PROBLEMS TO SOLVE ▸
**A)** Please transcribe the stretch of the research project descriptions from "C) A third goal" through "and iteration techniques.".
**B)** In one to three sentences, explain why the third goal in the research project descriptions first focuses on the long-term aspect of life insurance and pension liabilities.
**C)** Continue the research project descriptions from the point where they stop.

SOURCE TEXT ▸
[Start of section]

B) A second aim is to obtain a multivariate stochastic skew model by introducing first a tractable new time-changed Lévy model and afterwards its multivariate extension.
We will focus on Index1Equity options markets as well as on foreign exchange markets. We will derive fast and accurate pricing formulae for Vanilla options through the
use of FFT techniques. All the qualities of both the univariate and multivariate model will be illustrated by several numerical examples first mainly in
derivatives pricing but later also in solvency risk measurement for a bank or insurance portfolio.
C) A third goal concerns the valuation and solvency requirements of life insurance and pension liabilities. Since the Solvency II regulation is based on
a one year time horizon for the computation of the solvency capital we will first focus upon the long term aspect of the life insurance and pension liabilities.
Therefore we will develop alternative risk measurements to Solvency II based on a time consistent framework inspired by dynamic risk measures and iteration techniques.
In terms of valuation taking into account the joined presence of actuarial and financial risks we will develop a universal pricing method coherent with the
risk neutral pricing in finance but also in line with the law of large numbers and the classical premium principles used in insurance.

Promoter: Pierre Devolder

Partnership KULeuven - UCLouvain

Quantile regression for censored data

One of the statistical challenges in survival analysis is the study of the relationship between a time-to-event response T and a set covariates X. This can be done using a wide variety of regression techniques like, for example, linear, AFT or Cox models. A robust and flexible alternative to these classical models is quantile regression, which has gained considerable popularity and interest in recent years. Many methods have been developed for quantile regression with completely observed data. But when data are subject to censoring, statistical estimation and inference become more difficult, and the literature is sparse. The existing work focuses on the case of i.i.d. data with a right-censored response, but in practice censoring mechanisms can be quite complicated (e.g. interval censoring) and may concern both the response and the covariates. The objective of this project is to develop and study consistent and computationally efficient procedures to conduct estimation and inference in quantile regression models with complicated censoring mechanisms. To this end, an enriched asymmetric Laplace distribution will be proposed and studied. Once studied, this distribution will be used to investigate the case of quantile regression with (1) censored response, (2) censored covariates and (3) censored response and censored covariates.

[End of section]

STORED DATA ▸
[Start of section]

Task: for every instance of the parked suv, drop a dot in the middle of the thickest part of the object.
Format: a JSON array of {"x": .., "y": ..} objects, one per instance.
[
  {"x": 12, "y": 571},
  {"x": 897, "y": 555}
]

[End of section]

OUTPUTS IN ORDER ▸
**A)**
C) A third goal concerns the valuation and solvency requirements of life insurance and pension liabilities. Since the Solvency II regulation is based on
a one year time horizon for the computation of the solvency capital we will first focus upon the long term aspect of the life insurance and pension liabilities.
Therefore we will develop alternative risk measurements to Solvency II based on a time consistent framework inspired by dynamic risk measures and iteration techniques.

**B)** The Solvency II regulation computes the solvency capital over a one-year time horizon. For that reason, the project first focuses on the long-term aspect of life insurance and pension liabilities.

**C)**
Promoter: Anouar El Ghouch & Ingrid Van Keilegom


ETHIAS Chair 2019-2022

Fully funded Pension Systems

The purpose of this interdisciplinary research project (law, actuarial science) is to look at the future of fully funded occupational pension schemes in the context of ageing and low interest rates.  

Promoter: Pierre Devolder

Generali Chair 2016-2020

Longevity Risk and Pension

The purpose of the research is to develop actuarial and financial models in order to estimate the impact of various scenarios of reform of the pension systems in Belgium.
In particular, stochastic models will be considered in order to establish actuarial balance sheets of the social security pension system.  
The longevity risk in particular will be deeply analyzed and modeled.

Promoter: Pierre Devolder

AG Insurance Chair 2016-2020

Pension valuation and solvency

Development of a coherent and universal model of valuation and solvency requirement of pension liabilities for pension funds and insurance companies in a stochastic environment.

Promoter: Pierre Devolder

AXA Research Fund 2016-2020

Actuarial dynamic approach of customer in P&C

While actuaries carry their models’ calculations for insurance products considering each product in isolation, the consumers tend to
view all the products bought in a global way. This research project conducted with AXA Belgium aims at reconciling the two points of view, allowing insurers to offer the most appropriate damage insurance covers together with optimal premiums.